§ **Activity**
Count, in the data that follows, every line with the string "Where", and give that count as the whole reply.
*** Opening Supplied material ***
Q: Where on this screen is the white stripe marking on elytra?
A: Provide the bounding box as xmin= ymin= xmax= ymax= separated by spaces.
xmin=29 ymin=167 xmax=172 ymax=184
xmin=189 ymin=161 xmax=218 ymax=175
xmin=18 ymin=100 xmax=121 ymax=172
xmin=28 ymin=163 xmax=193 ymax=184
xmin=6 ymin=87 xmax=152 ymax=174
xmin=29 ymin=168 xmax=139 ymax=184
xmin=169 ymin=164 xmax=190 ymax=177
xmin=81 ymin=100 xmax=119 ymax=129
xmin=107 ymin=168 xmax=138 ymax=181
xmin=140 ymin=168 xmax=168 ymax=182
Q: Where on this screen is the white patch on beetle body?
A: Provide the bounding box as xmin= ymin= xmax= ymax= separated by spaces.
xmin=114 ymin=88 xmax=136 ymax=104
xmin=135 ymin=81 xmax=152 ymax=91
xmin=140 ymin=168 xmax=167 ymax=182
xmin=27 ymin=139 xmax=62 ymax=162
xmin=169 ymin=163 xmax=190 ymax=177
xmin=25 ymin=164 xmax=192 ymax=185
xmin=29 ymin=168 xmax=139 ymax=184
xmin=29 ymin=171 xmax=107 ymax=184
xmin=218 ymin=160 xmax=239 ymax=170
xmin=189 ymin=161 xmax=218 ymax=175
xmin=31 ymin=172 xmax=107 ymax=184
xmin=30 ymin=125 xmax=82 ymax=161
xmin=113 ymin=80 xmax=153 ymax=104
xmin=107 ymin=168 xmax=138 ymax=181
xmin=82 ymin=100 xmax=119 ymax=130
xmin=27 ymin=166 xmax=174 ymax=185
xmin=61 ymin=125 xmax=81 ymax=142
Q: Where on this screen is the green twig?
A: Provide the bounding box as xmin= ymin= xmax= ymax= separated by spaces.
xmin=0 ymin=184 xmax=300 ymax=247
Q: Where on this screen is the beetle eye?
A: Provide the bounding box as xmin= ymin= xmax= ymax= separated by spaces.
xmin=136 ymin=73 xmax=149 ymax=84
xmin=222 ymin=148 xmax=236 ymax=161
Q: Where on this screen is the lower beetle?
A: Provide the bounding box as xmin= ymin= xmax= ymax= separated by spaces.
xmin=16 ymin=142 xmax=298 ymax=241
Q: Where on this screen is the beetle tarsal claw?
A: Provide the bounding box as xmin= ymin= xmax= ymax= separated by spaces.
*** Closing Supplied material ***
§ **Problem solution**
6